▶ PROBLEM
Pull out each line of the records below that contains the word "bowl". Only matches with the same upper and lower case count.

─── SOURCE DATA

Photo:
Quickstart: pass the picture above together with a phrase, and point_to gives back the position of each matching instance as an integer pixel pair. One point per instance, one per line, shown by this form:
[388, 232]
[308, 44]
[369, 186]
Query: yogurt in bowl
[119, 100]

──────
─── SOURCE DATA

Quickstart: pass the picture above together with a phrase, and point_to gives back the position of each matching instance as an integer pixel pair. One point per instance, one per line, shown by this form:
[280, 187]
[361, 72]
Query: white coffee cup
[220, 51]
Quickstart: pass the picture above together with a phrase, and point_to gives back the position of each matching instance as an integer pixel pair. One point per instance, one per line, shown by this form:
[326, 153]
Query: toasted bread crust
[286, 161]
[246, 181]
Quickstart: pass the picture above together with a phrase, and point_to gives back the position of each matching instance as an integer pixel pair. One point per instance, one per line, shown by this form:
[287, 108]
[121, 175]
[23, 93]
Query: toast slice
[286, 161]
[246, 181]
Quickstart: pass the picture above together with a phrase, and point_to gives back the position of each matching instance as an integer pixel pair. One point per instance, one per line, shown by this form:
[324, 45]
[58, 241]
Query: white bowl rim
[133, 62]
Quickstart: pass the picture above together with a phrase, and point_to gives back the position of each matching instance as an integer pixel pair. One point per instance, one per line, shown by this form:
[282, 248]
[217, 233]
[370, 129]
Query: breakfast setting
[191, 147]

──────

▶ RESPONSE
Query: yogurt in bowl
Query: white bowl rim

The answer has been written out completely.